/---

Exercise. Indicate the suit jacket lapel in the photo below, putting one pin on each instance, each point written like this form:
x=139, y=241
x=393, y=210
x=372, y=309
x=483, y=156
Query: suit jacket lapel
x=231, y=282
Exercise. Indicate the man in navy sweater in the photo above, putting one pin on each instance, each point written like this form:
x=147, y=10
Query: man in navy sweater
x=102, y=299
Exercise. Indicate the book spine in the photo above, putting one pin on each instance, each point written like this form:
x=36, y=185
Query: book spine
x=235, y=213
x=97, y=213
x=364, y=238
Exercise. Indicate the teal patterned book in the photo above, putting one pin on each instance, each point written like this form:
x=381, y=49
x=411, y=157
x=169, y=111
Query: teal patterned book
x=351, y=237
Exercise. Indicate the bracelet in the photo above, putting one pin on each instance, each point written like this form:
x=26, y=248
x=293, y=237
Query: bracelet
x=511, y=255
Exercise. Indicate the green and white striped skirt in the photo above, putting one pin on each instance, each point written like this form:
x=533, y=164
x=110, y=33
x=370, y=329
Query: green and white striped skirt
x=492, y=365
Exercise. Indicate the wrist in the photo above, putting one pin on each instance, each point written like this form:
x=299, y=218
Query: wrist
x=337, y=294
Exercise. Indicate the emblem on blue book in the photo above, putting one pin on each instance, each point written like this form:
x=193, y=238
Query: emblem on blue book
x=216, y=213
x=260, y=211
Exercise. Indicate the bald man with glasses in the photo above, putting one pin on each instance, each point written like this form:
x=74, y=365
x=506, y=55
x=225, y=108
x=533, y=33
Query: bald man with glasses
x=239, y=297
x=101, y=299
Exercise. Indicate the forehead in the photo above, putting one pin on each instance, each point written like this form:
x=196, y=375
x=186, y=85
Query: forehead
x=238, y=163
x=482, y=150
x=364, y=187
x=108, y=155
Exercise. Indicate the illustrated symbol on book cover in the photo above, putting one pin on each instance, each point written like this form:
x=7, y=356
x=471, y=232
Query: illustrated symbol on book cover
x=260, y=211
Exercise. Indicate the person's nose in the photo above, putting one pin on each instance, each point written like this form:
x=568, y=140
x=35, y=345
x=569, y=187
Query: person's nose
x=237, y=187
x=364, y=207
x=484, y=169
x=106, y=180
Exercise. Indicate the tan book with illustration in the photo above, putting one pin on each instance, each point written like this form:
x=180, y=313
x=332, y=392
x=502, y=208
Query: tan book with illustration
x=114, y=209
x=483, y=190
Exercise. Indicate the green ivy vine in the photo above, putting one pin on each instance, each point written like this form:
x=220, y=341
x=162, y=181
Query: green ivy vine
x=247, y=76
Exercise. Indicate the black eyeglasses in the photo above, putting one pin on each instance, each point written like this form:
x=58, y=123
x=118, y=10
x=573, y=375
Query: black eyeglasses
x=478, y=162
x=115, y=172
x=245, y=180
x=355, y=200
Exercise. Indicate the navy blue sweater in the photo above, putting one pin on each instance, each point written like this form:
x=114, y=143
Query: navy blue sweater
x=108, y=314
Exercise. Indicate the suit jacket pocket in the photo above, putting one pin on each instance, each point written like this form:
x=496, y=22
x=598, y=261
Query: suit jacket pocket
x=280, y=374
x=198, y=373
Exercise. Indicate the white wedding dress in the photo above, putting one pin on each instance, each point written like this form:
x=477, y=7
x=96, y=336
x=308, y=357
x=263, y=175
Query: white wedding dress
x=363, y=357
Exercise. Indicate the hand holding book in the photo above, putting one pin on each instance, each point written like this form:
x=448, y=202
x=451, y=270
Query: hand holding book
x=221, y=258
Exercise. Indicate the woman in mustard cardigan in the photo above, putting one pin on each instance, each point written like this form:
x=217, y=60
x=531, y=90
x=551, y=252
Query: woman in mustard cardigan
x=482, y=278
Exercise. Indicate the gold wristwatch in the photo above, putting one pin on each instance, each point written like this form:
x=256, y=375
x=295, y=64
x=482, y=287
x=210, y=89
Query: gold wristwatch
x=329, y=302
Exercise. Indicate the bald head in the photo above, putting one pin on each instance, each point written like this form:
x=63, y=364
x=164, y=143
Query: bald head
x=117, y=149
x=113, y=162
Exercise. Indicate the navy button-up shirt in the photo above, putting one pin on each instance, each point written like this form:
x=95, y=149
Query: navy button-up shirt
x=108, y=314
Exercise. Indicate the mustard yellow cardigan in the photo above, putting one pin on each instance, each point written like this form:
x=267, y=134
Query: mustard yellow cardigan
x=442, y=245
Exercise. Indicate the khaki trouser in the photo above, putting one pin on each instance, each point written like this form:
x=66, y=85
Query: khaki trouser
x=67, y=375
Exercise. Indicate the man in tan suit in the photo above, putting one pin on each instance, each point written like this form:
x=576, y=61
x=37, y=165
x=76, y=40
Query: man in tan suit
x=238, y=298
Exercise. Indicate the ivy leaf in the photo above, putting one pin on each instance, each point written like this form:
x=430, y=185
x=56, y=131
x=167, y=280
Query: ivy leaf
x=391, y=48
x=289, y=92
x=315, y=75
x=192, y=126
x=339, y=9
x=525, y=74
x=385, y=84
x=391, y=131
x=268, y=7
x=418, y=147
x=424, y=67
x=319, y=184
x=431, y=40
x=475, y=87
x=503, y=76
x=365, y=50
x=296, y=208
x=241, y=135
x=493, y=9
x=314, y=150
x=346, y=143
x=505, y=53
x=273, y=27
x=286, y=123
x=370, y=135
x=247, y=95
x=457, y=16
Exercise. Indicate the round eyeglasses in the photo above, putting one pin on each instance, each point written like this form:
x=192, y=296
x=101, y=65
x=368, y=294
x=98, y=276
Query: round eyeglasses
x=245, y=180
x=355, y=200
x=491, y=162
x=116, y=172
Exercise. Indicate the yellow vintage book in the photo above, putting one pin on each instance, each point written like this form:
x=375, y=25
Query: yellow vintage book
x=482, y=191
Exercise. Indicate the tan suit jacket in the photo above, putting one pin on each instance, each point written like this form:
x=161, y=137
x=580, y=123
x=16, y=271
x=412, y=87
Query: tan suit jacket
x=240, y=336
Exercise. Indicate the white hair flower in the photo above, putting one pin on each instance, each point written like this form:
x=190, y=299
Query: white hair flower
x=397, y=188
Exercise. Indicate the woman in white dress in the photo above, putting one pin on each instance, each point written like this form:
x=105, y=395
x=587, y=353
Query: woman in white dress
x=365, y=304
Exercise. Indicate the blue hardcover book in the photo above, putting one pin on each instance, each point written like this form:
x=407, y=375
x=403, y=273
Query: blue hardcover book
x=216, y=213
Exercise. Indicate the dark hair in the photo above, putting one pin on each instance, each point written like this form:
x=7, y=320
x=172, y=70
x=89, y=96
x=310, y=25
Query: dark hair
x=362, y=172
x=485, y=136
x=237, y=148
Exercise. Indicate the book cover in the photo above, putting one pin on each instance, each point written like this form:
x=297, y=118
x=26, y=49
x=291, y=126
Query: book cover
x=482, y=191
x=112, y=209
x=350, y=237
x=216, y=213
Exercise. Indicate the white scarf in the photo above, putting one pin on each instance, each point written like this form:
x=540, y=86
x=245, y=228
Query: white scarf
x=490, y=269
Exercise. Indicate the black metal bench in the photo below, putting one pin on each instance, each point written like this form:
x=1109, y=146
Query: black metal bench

\---

## Aim
Write out all the entries above again, swapping "Indicate" for "Mark" wherever it occurs and leaving everything else unchanged.

## The completed task
Exercise. Mark the suit jacket lapel in the photo below, putting one pin on each instance, each point written like this form:
x=139, y=241
x=393, y=210
x=372, y=309
x=483, y=156
Query: suit jacket lapel
x=231, y=282
Exercise. Mark the man in navy sweater in the photo above, putting one pin on each instance, each point written like this form:
x=147, y=10
Query: man in navy sweater
x=102, y=299
Exercise. Mark the book spine in the photo above, putting one pin on each instance, each point written like this form:
x=36, y=185
Query: book spine
x=235, y=213
x=97, y=213
x=364, y=238
Exercise. Mark the teal patterned book in the photo above, putting one pin on each instance, each point written like this form:
x=381, y=49
x=411, y=157
x=169, y=111
Query: teal patterned book
x=351, y=237
Exercise. Mark the bracelet in the photo above, putting one pin on each instance, each point written like this form:
x=26, y=248
x=293, y=237
Query: bracelet
x=511, y=255
Exercise. Mark the green and white striped skirt in the photo above, putting one pin on each instance, each point written like this form:
x=533, y=164
x=110, y=33
x=370, y=329
Query: green and white striped skirt
x=492, y=365
Exercise. Mark the wrist in the photo above, putting one pin on each instance, each point written like this form:
x=299, y=218
Query: wrist
x=337, y=294
Exercise. Mark the emblem on blue book in the photo above, putting one pin on each instance, each point written like this form:
x=193, y=238
Query: emblem on blue book
x=216, y=213
x=260, y=211
Exercise. Mark the bald man with glasses in the photo above, putting one pin on each instance, each point written like this form:
x=74, y=365
x=506, y=55
x=225, y=108
x=533, y=33
Query: bald man with glasses
x=239, y=297
x=101, y=299
Exercise. Mark the forehead in the photo above, putting one pin on each instance, each point written like this form:
x=196, y=375
x=186, y=85
Query: forehead
x=238, y=163
x=482, y=150
x=364, y=187
x=108, y=155
Exercise. Mark the illustrated symbol on book cover in the photo above, putting one pin on each instance, each point written like this form:
x=7, y=356
x=471, y=232
Query: illustrated symbol on book cover
x=260, y=211
Exercise. Mark the person's nose in the photo above, putting one pin on each instance, each point written like this form:
x=568, y=140
x=35, y=345
x=569, y=187
Query: person's nose
x=237, y=187
x=364, y=207
x=484, y=169
x=106, y=180
Exercise. Mark the tan book with illustration in the photo above, putting one pin on each instance, each point written like this form:
x=180, y=313
x=332, y=392
x=502, y=208
Query: tan book with illustration
x=114, y=209
x=483, y=190
Exercise. Mark the green ivy vine in the photo above, putting one pin on each instance, each point written like this form:
x=220, y=341
x=162, y=181
Query: green ivy vine
x=247, y=76
Exercise. Mark the black eyeglasses in the photo above, putting one pin on each instance, each point written like this form:
x=58, y=123
x=118, y=10
x=573, y=375
Query: black eyeglasses
x=478, y=162
x=115, y=172
x=245, y=180
x=355, y=200
Exercise. Mark the navy blue sweater in the photo above, putting one pin on each instance, each point written like this form:
x=114, y=143
Query: navy blue sweater
x=108, y=314
Exercise. Mark the suit jacket pocket in the photo above, putting one pin on each instance, each point written like this form:
x=496, y=22
x=598, y=261
Query: suit jacket pocket
x=280, y=374
x=198, y=373
Exercise. Mark the white wedding dress in the photo above, putting one pin on each instance, each point written like this form:
x=477, y=7
x=96, y=336
x=308, y=357
x=263, y=175
Query: white wedding dress
x=363, y=357
Exercise. Mark the hand holding book in the photo above, putting one pin on each instance, each point written like this form:
x=448, y=202
x=451, y=270
Query: hand holding book
x=221, y=258
Exercise. Mark the woman in mustard cardigan in the photo above, putting one pin on each instance, each point written like this form:
x=217, y=60
x=531, y=90
x=551, y=252
Query: woman in mustard cardigan
x=482, y=278
Exercise. Mark the gold wristwatch in the photo above, putting one pin on each instance, each point written like this form:
x=256, y=375
x=295, y=64
x=482, y=287
x=210, y=89
Query: gold wristwatch
x=329, y=302
Exercise. Mark the bald head in the photo above, putting one pin on each instance, each point written like this form:
x=63, y=364
x=164, y=143
Query: bald head
x=117, y=149
x=113, y=162
Exercise. Mark the navy button-up shirt in the photo above, putting one pin on each instance, each point written like this form:
x=95, y=149
Query: navy button-up shirt
x=108, y=314
Exercise. Mark the mustard yellow cardigan in the photo above, putting one pin on each instance, each point written like this form:
x=267, y=134
Query: mustard yellow cardigan
x=442, y=245
Exercise. Mark the khaki trouser in the photo above, putting one pin on each instance, each point written like this form:
x=66, y=85
Query: khaki trouser
x=67, y=375
Exercise. Mark the man in tan suit in the photo above, putting one pin on each instance, each point written like this form:
x=576, y=61
x=37, y=165
x=76, y=40
Query: man in tan suit
x=238, y=298
Exercise. Mark the ivy leaf in the photo above, putting one pin on each instance, each point written like this form:
x=430, y=185
x=56, y=131
x=167, y=280
Query: ivy leaf
x=391, y=48
x=289, y=92
x=315, y=75
x=192, y=126
x=339, y=9
x=525, y=74
x=385, y=84
x=391, y=131
x=268, y=7
x=418, y=147
x=424, y=67
x=319, y=184
x=431, y=40
x=475, y=87
x=503, y=76
x=365, y=50
x=296, y=208
x=241, y=135
x=493, y=9
x=314, y=150
x=346, y=143
x=505, y=53
x=273, y=27
x=286, y=123
x=370, y=135
x=247, y=95
x=457, y=16
Exercise. Mark the round eyeglasses in the photo above, putting one pin on each instance, each point written like this form:
x=192, y=296
x=101, y=65
x=368, y=294
x=98, y=276
Query: round eyeglasses
x=245, y=180
x=355, y=200
x=491, y=162
x=116, y=172
Exercise. Mark the yellow vintage book in the photo above, putting one pin on each instance, each point written like this form:
x=375, y=25
Query: yellow vintage book
x=482, y=191
Exercise. Mark the tan suit jacket in the photo above, putting one pin on each instance, each point written like this form:
x=161, y=137
x=580, y=123
x=16, y=271
x=412, y=87
Query: tan suit jacket
x=240, y=336
Exercise. Mark the white hair flower in the photo above, putting one pin on each instance, each point written like this form:
x=190, y=299
Query: white hair flower
x=397, y=188
Exercise. Mark the woman in white dress in the photo above, putting one pin on each instance, each point written like this form:
x=105, y=395
x=587, y=353
Query: woman in white dress
x=365, y=304
Exercise. Mark the blue hardcover book in the photo above, putting one pin on each instance, each point written like this form:
x=407, y=375
x=403, y=273
Query: blue hardcover book
x=216, y=213
Exercise. Mark the dark hair in the photo above, putting one pin on each instance, each point written like this form:
x=7, y=320
x=172, y=70
x=89, y=96
x=310, y=25
Query: dark hair
x=362, y=172
x=485, y=136
x=237, y=148
Exercise. Mark the book cover in the photo above, putting one pin on each instance, each point written like this form:
x=297, y=118
x=26, y=49
x=291, y=126
Query: book cover
x=482, y=191
x=112, y=209
x=350, y=237
x=216, y=213
Exercise. Mark the white scarf in the photo above, putting one pin on each instance, each point written like this form:
x=540, y=86
x=245, y=228
Query: white scarf
x=490, y=269
Exercise. Mark the black metal bench in the photo below, putting one pin on each instance, each point written like this form:
x=1109, y=146
Query: black metal bench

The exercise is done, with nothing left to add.